───── Recorded data

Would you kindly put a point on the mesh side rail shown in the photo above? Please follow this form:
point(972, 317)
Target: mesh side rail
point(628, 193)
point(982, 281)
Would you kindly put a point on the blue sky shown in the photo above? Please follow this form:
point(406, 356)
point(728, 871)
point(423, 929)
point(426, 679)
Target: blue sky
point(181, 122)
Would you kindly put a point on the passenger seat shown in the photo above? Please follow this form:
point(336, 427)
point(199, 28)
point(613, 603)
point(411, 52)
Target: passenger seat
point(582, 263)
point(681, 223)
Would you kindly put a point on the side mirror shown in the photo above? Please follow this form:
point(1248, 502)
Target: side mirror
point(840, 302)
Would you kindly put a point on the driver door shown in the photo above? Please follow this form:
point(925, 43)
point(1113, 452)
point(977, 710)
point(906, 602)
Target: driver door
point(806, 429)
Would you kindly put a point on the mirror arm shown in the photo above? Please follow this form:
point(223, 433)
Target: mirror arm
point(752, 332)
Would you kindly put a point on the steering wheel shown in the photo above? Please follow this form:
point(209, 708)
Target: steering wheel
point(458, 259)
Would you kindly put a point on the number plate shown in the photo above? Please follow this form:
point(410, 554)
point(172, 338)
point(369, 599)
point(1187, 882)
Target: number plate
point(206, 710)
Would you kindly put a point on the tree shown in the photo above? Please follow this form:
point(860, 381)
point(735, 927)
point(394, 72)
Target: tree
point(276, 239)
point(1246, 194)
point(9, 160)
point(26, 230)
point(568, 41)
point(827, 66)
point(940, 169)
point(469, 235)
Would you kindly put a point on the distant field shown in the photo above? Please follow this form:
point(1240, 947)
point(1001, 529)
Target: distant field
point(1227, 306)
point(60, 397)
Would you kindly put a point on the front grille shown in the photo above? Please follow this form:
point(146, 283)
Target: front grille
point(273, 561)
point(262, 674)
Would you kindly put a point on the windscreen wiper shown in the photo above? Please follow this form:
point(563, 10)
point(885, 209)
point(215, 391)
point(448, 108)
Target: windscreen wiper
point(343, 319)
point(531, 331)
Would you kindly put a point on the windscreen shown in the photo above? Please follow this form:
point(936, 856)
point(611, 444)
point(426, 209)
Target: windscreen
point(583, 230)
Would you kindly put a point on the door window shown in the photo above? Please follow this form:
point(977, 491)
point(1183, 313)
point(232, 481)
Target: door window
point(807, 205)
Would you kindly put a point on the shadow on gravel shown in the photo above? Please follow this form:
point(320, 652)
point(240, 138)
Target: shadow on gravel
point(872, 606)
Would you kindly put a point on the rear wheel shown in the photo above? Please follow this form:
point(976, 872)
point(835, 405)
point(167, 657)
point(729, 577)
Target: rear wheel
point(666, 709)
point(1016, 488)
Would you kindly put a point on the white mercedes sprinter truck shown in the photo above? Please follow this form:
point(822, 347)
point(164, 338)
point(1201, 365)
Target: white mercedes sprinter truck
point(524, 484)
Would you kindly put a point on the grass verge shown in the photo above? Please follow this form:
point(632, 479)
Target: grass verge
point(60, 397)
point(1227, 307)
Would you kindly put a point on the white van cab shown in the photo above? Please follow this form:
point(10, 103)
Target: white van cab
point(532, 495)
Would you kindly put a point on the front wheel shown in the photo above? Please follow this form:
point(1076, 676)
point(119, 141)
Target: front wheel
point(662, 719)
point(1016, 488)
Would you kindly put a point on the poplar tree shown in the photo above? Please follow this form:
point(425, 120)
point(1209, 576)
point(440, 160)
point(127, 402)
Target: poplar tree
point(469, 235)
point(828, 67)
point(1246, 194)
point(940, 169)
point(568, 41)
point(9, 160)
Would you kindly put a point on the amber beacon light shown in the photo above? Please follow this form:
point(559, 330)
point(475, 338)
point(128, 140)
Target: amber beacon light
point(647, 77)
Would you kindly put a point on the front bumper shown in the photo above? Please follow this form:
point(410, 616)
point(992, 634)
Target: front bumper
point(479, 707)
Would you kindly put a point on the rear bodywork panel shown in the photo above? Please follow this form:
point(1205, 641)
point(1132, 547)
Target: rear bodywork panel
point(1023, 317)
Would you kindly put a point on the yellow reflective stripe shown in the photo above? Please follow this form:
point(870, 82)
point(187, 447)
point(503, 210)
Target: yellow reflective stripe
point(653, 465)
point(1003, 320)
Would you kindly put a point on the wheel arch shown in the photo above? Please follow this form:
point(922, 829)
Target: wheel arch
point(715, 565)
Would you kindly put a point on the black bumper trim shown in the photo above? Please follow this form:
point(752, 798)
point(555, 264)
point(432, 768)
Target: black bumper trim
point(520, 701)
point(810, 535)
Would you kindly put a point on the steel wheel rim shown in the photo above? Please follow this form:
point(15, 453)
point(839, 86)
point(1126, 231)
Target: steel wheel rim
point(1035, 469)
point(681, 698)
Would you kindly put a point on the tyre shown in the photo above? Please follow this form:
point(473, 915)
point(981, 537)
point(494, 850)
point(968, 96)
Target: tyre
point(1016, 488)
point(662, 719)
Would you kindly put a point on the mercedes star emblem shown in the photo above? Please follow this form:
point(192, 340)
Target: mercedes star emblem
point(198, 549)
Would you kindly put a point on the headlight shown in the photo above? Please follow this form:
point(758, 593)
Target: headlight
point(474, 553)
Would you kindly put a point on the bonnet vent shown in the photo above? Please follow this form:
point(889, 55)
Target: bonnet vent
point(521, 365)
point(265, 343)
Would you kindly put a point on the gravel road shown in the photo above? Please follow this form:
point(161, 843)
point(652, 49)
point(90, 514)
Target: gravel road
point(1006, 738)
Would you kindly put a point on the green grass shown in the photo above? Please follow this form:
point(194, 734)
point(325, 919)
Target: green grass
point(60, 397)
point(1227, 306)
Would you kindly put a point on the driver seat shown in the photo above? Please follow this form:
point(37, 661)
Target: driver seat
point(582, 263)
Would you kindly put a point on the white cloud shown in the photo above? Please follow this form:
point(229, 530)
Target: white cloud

──────────

Written instruction -
Copy the whole listing above word for word, keeping every line in the same order.

Task result -
Would you kindly put a point on the mesh side rail shown in the photo above? Please follow this form:
point(972, 317)
Target: mesh side rail
point(628, 193)
point(982, 281)
Would you kindly put a point on the blue sky shown in the photo above? Please follow this form:
point(406, 356)
point(728, 871)
point(423, 929)
point(426, 679)
Target: blue sky
point(181, 122)
Would you kindly put a point on the passenger seat shown in the photo above? Please follow this form:
point(336, 427)
point(199, 28)
point(613, 603)
point(411, 52)
Target: passenger seat
point(582, 263)
point(681, 223)
Would you kindly put a point on the side mirror shown in the photo above? Please follow this form:
point(1248, 502)
Target: side mirror
point(840, 302)
Would you kindly put a point on the driver door shown in the photo above? Please follow this form:
point(925, 43)
point(1113, 452)
point(977, 710)
point(906, 602)
Target: driver door
point(806, 429)
Would you kindly put a point on the mirror arm shown in the photo above? Please follow this form:
point(223, 433)
Target: mirror arm
point(752, 332)
Would you kindly put a point on the steering wheel shown in the photo above? Please follow this form:
point(209, 708)
Target: steering wheel
point(458, 259)
Would you kindly put a point on the number plate shown in the photo above? Please follow this form:
point(410, 554)
point(172, 338)
point(369, 599)
point(1187, 882)
Target: number plate
point(206, 710)
Would you kindly put a point on the tree shown in the photo above? Please follow this form:
point(860, 381)
point(735, 927)
point(394, 72)
Target: tree
point(276, 239)
point(1246, 194)
point(9, 160)
point(26, 230)
point(568, 41)
point(827, 66)
point(940, 169)
point(469, 235)
Would you kindly put a point on the distant field shown in the photo above? Please follow this form:
point(1240, 947)
point(1001, 529)
Target: distant field
point(1227, 306)
point(60, 397)
Would you kindly put a point on the front grille shown in the photo above? Please follow this form:
point(146, 283)
Target: front grille
point(273, 561)
point(262, 674)
Would you kindly put a point on the windscreen wiper shown in the photo above? Please follow this form:
point(563, 10)
point(885, 209)
point(215, 391)
point(448, 108)
Target: windscreen wiper
point(343, 319)
point(531, 331)
Would you kindly put a point on the windscreen shown in the photo above? Please follow this form:
point(936, 856)
point(611, 444)
point(426, 209)
Target: windscreen
point(583, 230)
Would you kindly put a point on the door window shown in the photo above? Please follow this form:
point(977, 491)
point(1183, 313)
point(232, 481)
Target: door window
point(807, 205)
Would you kindly put a point on the shadow on gravel shown in the photo above? Please follow this form:
point(320, 652)
point(240, 138)
Target: shadow on gravel
point(872, 606)
Would you kindly put a point on the rear wheel shown in the photo above? Please follow this form:
point(976, 872)
point(835, 405)
point(167, 657)
point(729, 577)
Target: rear wheel
point(666, 709)
point(1016, 488)
Would you kindly put a point on the white mercedes sprinter truck shown in the photo above? Please follow this form:
point(822, 347)
point(164, 338)
point(1201, 365)
Target: white mercedes sprinter truck
point(524, 484)
Would you kindly put a point on the grass verge shown in the photo above? Please follow this form:
point(632, 479)
Target: grass verge
point(60, 397)
point(1227, 307)
Would you kindly put a point on the white van cab shown in the photo above? Please follow this form:
point(10, 103)
Target: white van cab
point(532, 495)
Would you kindly put a point on the front wheel shown in the photo above? Please follow this form:
point(1076, 676)
point(119, 141)
Target: front wheel
point(662, 719)
point(1016, 488)
Would you kindly put a point on the poplar tree shown in the photo above? Please follow this form:
point(425, 120)
point(1209, 576)
point(440, 160)
point(127, 402)
Target: poplar tree
point(469, 235)
point(828, 67)
point(1246, 194)
point(940, 169)
point(568, 41)
point(9, 160)
Would you kindly put a point on the amber beacon light shown in the photo above? Please follow this form:
point(559, 330)
point(475, 338)
point(128, 140)
Target: amber beacon light
point(647, 77)
Would you kindly put a point on the front bumper shown in the photo above? Please follow this form:
point(410, 616)
point(992, 634)
Target: front bumper
point(479, 707)
Would you kindly put a point on the rear bodywork panel shown in the photo above? Please follow this form:
point(1205, 641)
point(1132, 547)
Target: rear bodywork panel
point(1023, 317)
Would you kindly put a point on the yellow reflective stripe shown in the photo above? Please follow this form:
point(870, 82)
point(187, 447)
point(503, 210)
Target: yellow reflective stripe
point(653, 465)
point(1003, 320)
Would you kindly put a point on the wheel arch shown in the photo above? Please follow this form:
point(922, 829)
Target: wheel arch
point(715, 565)
Would you kindly put a point on the black bumper trim shown in the photo above? Please follow this form:
point(752, 798)
point(555, 264)
point(432, 768)
Target: black bumper trim
point(520, 701)
point(810, 535)
Would you kindly put a point on the steel wheel rim shown in the photo above? Please follow this form:
point(15, 453)
point(839, 86)
point(1126, 231)
Target: steel wheel rim
point(1035, 469)
point(681, 698)
Would you kindly put a point on the tyre shown in the photo above? Please follow this form:
point(473, 915)
point(981, 537)
point(494, 850)
point(968, 96)
Target: tyre
point(1016, 488)
point(662, 719)
Would you kindly put a point on the mercedes star emblem shown in the photo above? Please follow this form:
point(192, 340)
Target: mercedes star emblem
point(198, 549)
Would you kindly put a point on the headlight shown in the photo above? Please follow this form:
point(758, 593)
Target: headlight
point(474, 553)
Would you kindly put a point on the bonnet vent shown in the photo above? Please follow this form:
point(889, 55)
Target: bonnet vent
point(521, 365)
point(265, 343)
Would you kindly put a point on the gravel road shown in the photo above? Please follow this form:
point(161, 843)
point(652, 49)
point(90, 514)
Target: gravel road
point(1006, 738)
Would you kindly put a point on the green grass shown in the photo above? Please follow this form:
point(194, 734)
point(325, 919)
Target: green grass
point(60, 397)
point(1227, 306)
Would you kindly put a point on the driver seat shown in the photo above? Please follow this form:
point(37, 661)
Target: driver seat
point(582, 263)
Would you kindly put a point on the white cloud shown in the photo above? Please follow this form:
point(229, 530)
Target: white cloud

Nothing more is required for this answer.